[Start of STORED ROWS]

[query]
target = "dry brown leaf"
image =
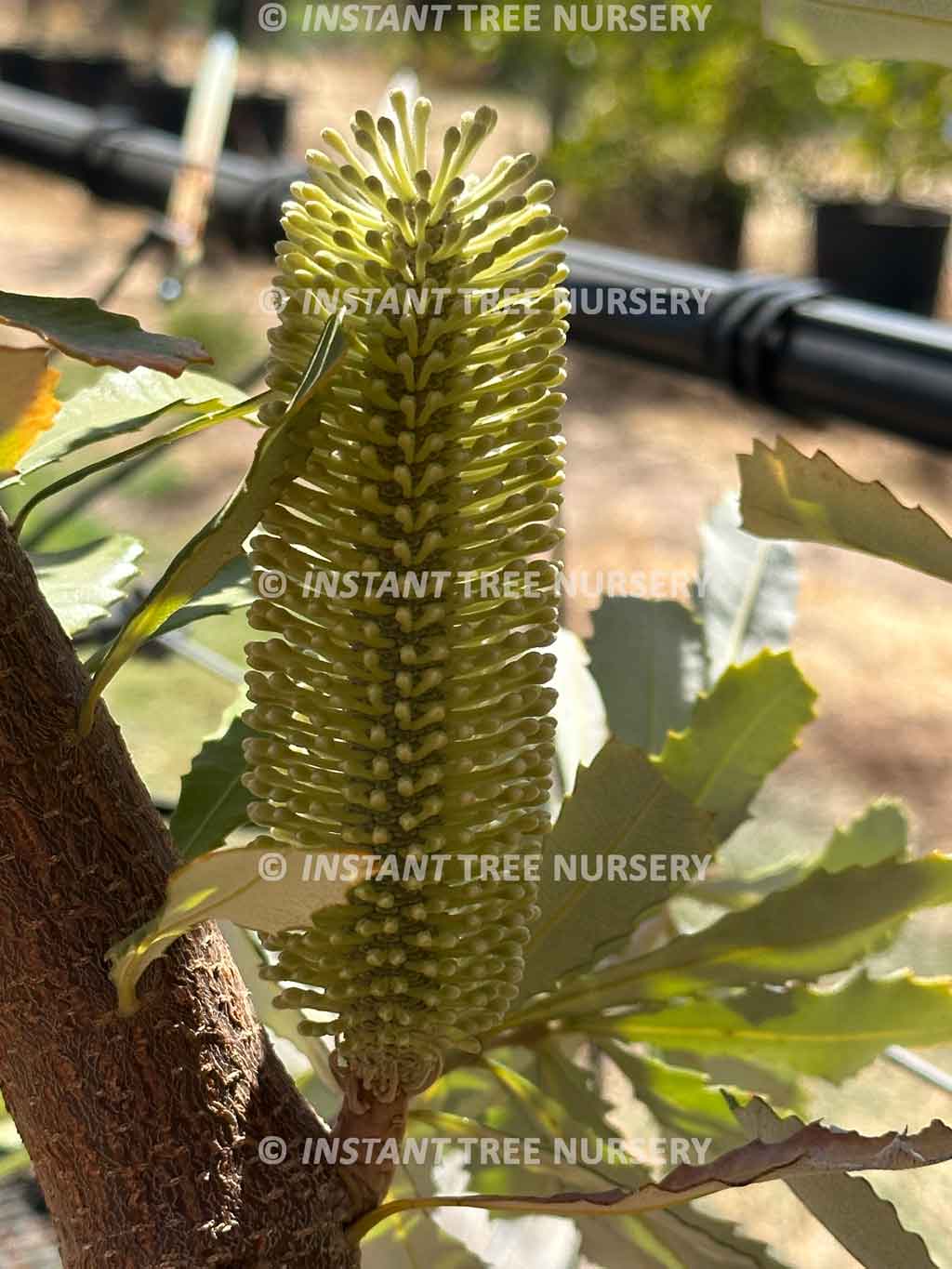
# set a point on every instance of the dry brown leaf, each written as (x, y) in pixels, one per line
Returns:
(27, 402)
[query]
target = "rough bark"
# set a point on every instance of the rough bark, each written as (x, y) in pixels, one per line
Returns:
(145, 1132)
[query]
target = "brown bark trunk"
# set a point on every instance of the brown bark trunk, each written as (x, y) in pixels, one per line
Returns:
(145, 1132)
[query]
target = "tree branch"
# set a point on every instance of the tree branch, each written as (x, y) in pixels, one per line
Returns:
(143, 1132)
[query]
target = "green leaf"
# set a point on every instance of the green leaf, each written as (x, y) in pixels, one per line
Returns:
(186, 430)
(786, 494)
(680, 1098)
(622, 806)
(416, 1241)
(579, 711)
(221, 539)
(817, 1150)
(649, 663)
(899, 31)
(229, 590)
(866, 1224)
(739, 733)
(82, 329)
(747, 597)
(823, 925)
(570, 1083)
(83, 584)
(801, 1031)
(214, 800)
(245, 885)
(879, 834)
(121, 403)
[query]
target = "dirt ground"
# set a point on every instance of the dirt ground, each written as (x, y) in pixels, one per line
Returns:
(649, 452)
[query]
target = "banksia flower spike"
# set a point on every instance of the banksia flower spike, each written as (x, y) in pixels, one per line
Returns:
(406, 712)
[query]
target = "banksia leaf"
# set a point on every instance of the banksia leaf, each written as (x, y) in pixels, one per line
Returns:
(403, 708)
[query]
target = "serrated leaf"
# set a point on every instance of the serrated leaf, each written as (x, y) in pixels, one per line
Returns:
(622, 806)
(649, 663)
(823, 925)
(816, 1150)
(902, 31)
(879, 834)
(121, 403)
(747, 597)
(786, 494)
(28, 403)
(82, 329)
(739, 733)
(221, 539)
(244, 885)
(83, 584)
(866, 1224)
(800, 1031)
(214, 800)
(680, 1098)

[End of STORED ROWS]

• **GIVEN INSTRUCTION**
Write out every record above exactly as it stands, but leave out the pictures.

• **RESULT OF THE EXERCISE**
[query]
target = "dry brown leaf"
image =
# set a point on every instance of the dry brown leaf, each written as (x, y) in pixels, one per line
Returns:
(27, 402)
[query]
target = "rough bark"
# set a point on every instance of the rough bark, each written as (x, y) in pixels, one per line
Returns:
(145, 1132)
[query]
target = "brown bark trunk"
# set a point on every instance of the brown bark trunk, each written as (x, y) in pixels, one per line
Returns:
(145, 1132)
[query]
target = "tree branch"
# set a point on every instance of the tree branch, each written as (x, y) in pixels, one per line
Returns:
(143, 1132)
[query]
target = "green leaf"
# set a point on every instance of the green leaf, each written as (x, y) in pixels, one per line
Returns:
(186, 430)
(786, 494)
(680, 1098)
(622, 806)
(416, 1241)
(579, 711)
(221, 539)
(817, 1150)
(649, 663)
(899, 31)
(229, 590)
(866, 1224)
(739, 733)
(82, 329)
(747, 597)
(823, 925)
(570, 1083)
(83, 584)
(801, 1031)
(214, 800)
(245, 885)
(879, 834)
(121, 403)
[query]
target = "dirt ground"
# set a point on every instance of the dirt ground, each written as (x, y) in pixels, one per line
Returns:
(649, 452)
[query]
target = "banksia flower spike"
# set a point on every instance of the banksia flower spike, each written as (x, y) in pixels, one per line
Returns:
(406, 712)
[query]
target = "banksia leaf"
# set a point on every instance of the banksia leaf, each written as (x, y) in pixels, one per line
Returns:
(403, 708)
[query]
target = "serrated leaf"
# set a point on every instance of the serrated leaf, each written as (x, y) in pixels, one per line
Returns:
(622, 806)
(649, 663)
(823, 925)
(816, 1150)
(902, 31)
(879, 834)
(121, 403)
(747, 597)
(786, 494)
(28, 403)
(82, 329)
(739, 733)
(221, 539)
(244, 885)
(83, 584)
(866, 1224)
(800, 1031)
(214, 800)
(680, 1098)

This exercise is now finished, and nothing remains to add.